### Stated goal 1
In the Second Bank excerpt, in what year did Nicholas Biddle replace Langdon Cheves?
### Stated goal 2
Transcribe the portion of the Second Bank excerpt that opens with the words containing "1) Federal debts" and closes with "notes in reserve.".

### Source excerpt
The consequences were quite predictable:

         1) Federal debts rapidly mounted

2) Most state banks (many of which issued their own currency) suspended “specie payment” (ie. the exchange of paper currency for gold… which under the “gold standard” was the only thing that made paper money worth anything)

Suddenly, the U.S. public (and their politicians) began to see value in a “national bank”.

Congress chartered the “Second Bank of the United States” in 1816. This is what that Bank looked like:

1) Headquartered in Philadelphia, it eventually opened 29 branches in large cities across the nation;

2) It served to promote a uniform currency (including forcing state banks to resume “species payment”). Therefore it functioned as a clearinghouse – holding large amounts of other banks’ notes in reserve.

3) It also carried regulatory authority – it could discipline banks that over-issued notes.

Alas, the first president of the Second Bank was incompetent… and he almost led the bank into insolvency. But Langdon Cheves was rushed into leadership of the bank in order to save the bank – which he did successfully! Then Nicholas Biddle replaced Cheves in 1822. Both Cheves and Biddle managed bank operations quite effectively.

President Andrew Jackson

President Andrew Jackson

However, “politics” being “politics”, the political winds changed by 1828 … primarily due to the populist views of presidential candidate Andrew Jackson. Jackson was fearful of the vulnerabilities that became apparent during the horribly administered first two years of the Second Bank’s existence… and Jackson was extremely suspicious of bankers, believing they were susceptible to corruption, and therefore untrustworthy and in need of government control.

Jackson won the 1828 election. Although the bank was operating quite effectively at that point, Jackson remained suspicious. Then things took a turn for the worst:

  • Jackson made his anti-national bank feelings publicly known.
  • Bank president Biddle took exception and began to use bank resources against Jackson.

Jackson (never one known for controlled emotion) dug in his heels and became stronger in his opposition.

When the Second Bank charter came up for renewal, Jackson refused to approve it; in addition, Jackson pulled federal deposits from its vaults.

The Second Bank of the United States steadily withered away until its charter expired in 1836.

The following 16 years of U.S. history witnessed the “Free Banking Era… leading to the emergence of hundreds of new banks, most of which issued their own notes (currency). As that currency circulated around the growing nation, they often traded at a discount (varying in accordance with distance from the issuer and perceived issuer strength).

A bank note tied to the Mississippi-Alabama Railroad... from the 19th Century.

A bank note tied to the Mississippi-Alabama Railroad… from the 19th Century.

An Allegany County Bank five dollar bill from the 19th Century.

An Allegany County Bank five dollar bill from the 19th Century.

An interesting sidelight of the “Free Banking” period was the emergence of a private “quasi” central bank. After Jackson eliminated the Second Bank, a Boston bank (Suffolk Bank) began to fulfill many of the functions of a central bank (eg. clearing payments, exchanging notes and even disciplining banks that were over-issuing their notes)[9]. Later, a rapidly rising volume of note and check transactions in the New York area during the late 1840’s prompted the 1853 creation of the New York Clearinghouse Association. The Association proved to be an effective way for the city's banks to exchange notes and checks and settle accounts.

### Supplied information
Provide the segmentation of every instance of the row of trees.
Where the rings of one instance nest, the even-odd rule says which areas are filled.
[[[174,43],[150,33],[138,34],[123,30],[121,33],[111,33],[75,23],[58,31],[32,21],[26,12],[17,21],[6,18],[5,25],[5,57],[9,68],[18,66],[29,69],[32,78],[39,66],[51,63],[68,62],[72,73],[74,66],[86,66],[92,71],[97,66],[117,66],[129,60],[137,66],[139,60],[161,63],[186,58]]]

### Correct output 1
1822

### Correct output 2
1) Federal debts rapidly mounted

2) Most state banks (many of which issued their own currency) suspended “specie payment” (ie. the exchange of paper currency for gold… which under the “gold standard” was the only thing that made paper money worth anything)

Suddenly, the U.S. public (and their politicians) began to see value in a “national bank”.

Congress chartered the “Second Bank of the United States” in 1816. This is what that Bank looked like:

1) Headquartered in Philadelphia, it eventually opened 29 branches in large cities across the nation;

2) It served to promote a uniform currency (including forcing state banks to resume “species payment”). Therefore it functioned as a clearinghouse – holding large amounts of other banks’ notes in reserve.